What the exercise asks: Copy the lines running from the one containing "Annotation guideline — the target class is green" through the one containing "0;226;156;395", inclusive, exactly as they appear.

Listing:
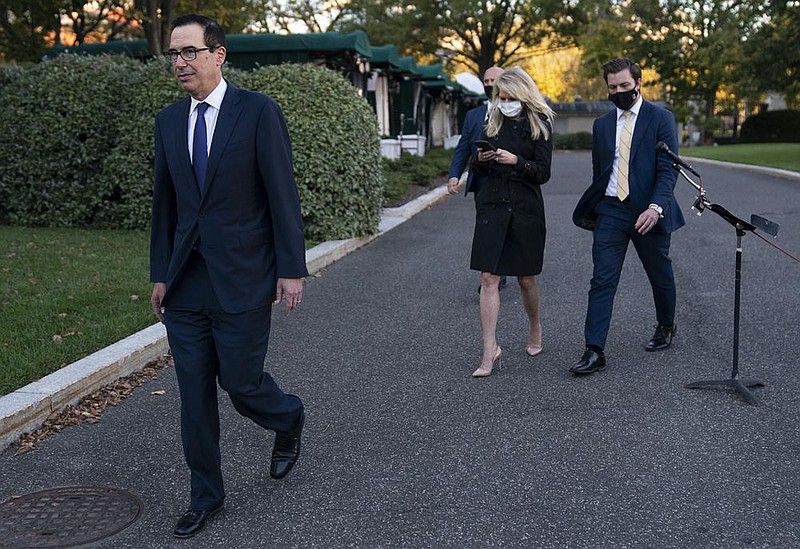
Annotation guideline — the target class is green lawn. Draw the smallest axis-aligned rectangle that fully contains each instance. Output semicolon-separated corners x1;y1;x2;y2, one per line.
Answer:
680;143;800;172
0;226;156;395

--

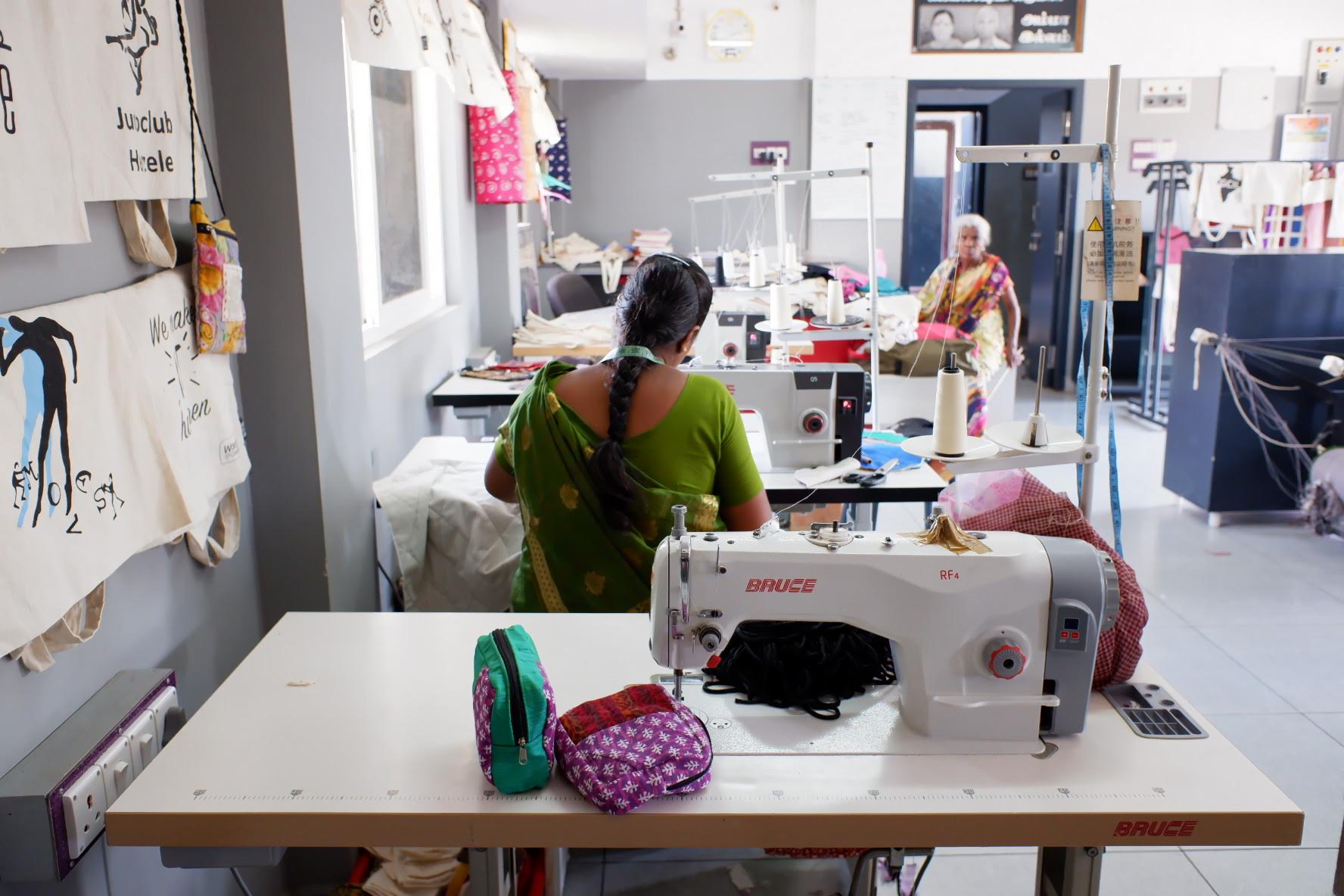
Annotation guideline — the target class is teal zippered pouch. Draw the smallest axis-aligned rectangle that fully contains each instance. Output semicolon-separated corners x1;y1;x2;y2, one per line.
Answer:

Written answer:
Annotation guideline — the target class is green lawn. Draw the smallest axis-aligned rectangle that fully contains each instance. Output semicolon-separated corners x1;y1;x2;y2, one per line.
Answer:
680;143;800;172
0;226;156;395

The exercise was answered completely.